■ **Objetivo de la tarea**:
Continúa, por favor, el hilo de foro sobre los bloques de reiserfs a partir del punto en que se detiene.

Gracias por el apunte  :Smile: 

 *aj2r wrote:*   

>  *LinuxBlues wrote:*   Muchas gracias por tu apoyo aj2r. 
> 
> No se merecen  
> 
> Por cierto LinuxBlues ¿podrías explicar por aquí lo de que reiserfs en los núcleos 2.6 usa bloques de 128kB, y cómo hacer para que use 4kB y si se no ta la diferencia?

 

Cuantos más colaboremos mejor  :Smile: 

Saludos y muchas gracias a los dos  :Wink: 

----------

## LinuxBlues

 *aj2r wrote:*   

> Por cierto LinuxBlues ¿podrías explicar por aquí lo de que reiserfs en los núcleos 2.6 usa bloques de 128kB, y cómo hacer para que use 4kB y si se no ta la diferencia?

 

Estás en plenas pruebas de sistemas de ficheros, he aquí la puerta de entrada a mi casa:

 */etc/fstab wrote:*   

> 
> 
> /dev/hdb3               /home           reiserfs        noatime,nodiratime,nolargeio=1,data=writeback   0 0
> 
> 

 

Estoy por jurar que el data=writeback es redundante ya que reiserfs sólo usa caché de metadatos, pero de lo contrario el kernel me lo monta en ordered data mode   :Confused: 

----------

## aj2r

 *LinuxBlues wrote:*   

> 
> 
> Estoy por jurar que el data=writeback es redundante ya que reiserfs sólo usa caché de metadatos, pero de lo contrario el kernel me lo monta en ordered data mode  

 

Creo que ya he escrito antes por aquí la diferencia entre ordered y writeback. Ordered es prácticamente tan seguro como un journal completo de los datos, mientras que writeback en un apagón o cuelgue del sistema probablemente hará que surjan inconsistencias en el sistema de ficheros. Los dos hacen sólo journalling de los metadatos, pero el algoritmo de escritura en disco es diferente.

----------

## pacho2

 *LinuxBlues wrote:*   

>  *aj2r wrote:*   Por cierto LinuxBlues ¿podrías explicar por aquí lo de que reiserfs en los núcleos 2.6 usa bloques de 128kB, y cómo hacer para que use 4kB y si se no ta la diferencia? 
> 
> Estás en plenas pruebas de sistemas de ficheros, he aquí la puerta de entrada a mi casa:
> 
>  */etc/fstab wrote:*   
> ...

 

Entonces lo de los bloques de 128kb u 4kb, se "regula" con la opción nolargeio?

¿tiene alguna ventaja que use los de 4kb en lugar de 128kb? ¿alguna desventaja?

Saludos y gracias por la información

----------

## aj2r

 *pacho2 wrote:*   

> 
> 
> Entonces lo de los bloques de 128kb u 4kb, se "regula" con la opción nolargeio?
> 
> 

 

Así es, con nolargeio=1 se usan bloques de 4kB

 *pacho2 wrote:*   

> 
> 
> ¿tiene alguna ventaja que use los de 4kb en lugar de 128kb? ¿alguna desventaja?

■ **Datos**:
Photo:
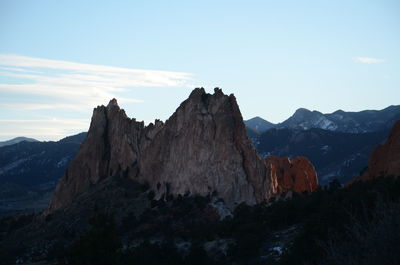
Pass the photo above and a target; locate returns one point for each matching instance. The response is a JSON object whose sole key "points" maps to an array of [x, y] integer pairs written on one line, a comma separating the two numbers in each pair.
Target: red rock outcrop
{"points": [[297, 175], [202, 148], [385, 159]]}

■ **Respuesta al ejercicio**:
> 
> 

 

Según tengo entendido, el principal motivo de usar 128kB es para poder manejar particiones de tamaños superiores, el inconveniente por el que alguien podría querer desactivarlo es que a la hora de posicionarte en un fichero (seek) y leer de él, obviamente no es lo mismo leer 128kB que 4kB cada vez que te posiciones y leas. Si me equivoco corregidme.

----------

## Kensai

# tune2fs -O dir_index /dev/hdx#

# tune2fs -O has_journal -o journal_data /dev/hdx#

# tune2fs -m 1 /dev/hdx#

En verdad no se explicarlas todas pero dan el mejor performance y estabilidad. La ultima cambia el numero de blockes reservados a 1.

----------

## MarcosLuis

 *LinuxBlues wrote:*   

>  *aj2r wrote:*   Por cierto LinuxBlues ¿podrías explicar por aquí lo de que reiserfs en los núcleos 2.6 usa bloques de 128kB, y cómo hacer para que use 4kB y si se no ta la diferencia? 
> 
> Estás en plenas pruebas de sistemas de ficheros, he aquí la puerta de entrada a mi casa:
> 
>  */etc/fstab wrote:*   
> ...

 

Porqué en vez de montar la partición en /mnt/ como se hace normalmente la montas en /home ? Esto es recomendable? Otra cosa: cuando uno agrega al fstab data=writeback no tiene que hacer mas nada en otro fichero?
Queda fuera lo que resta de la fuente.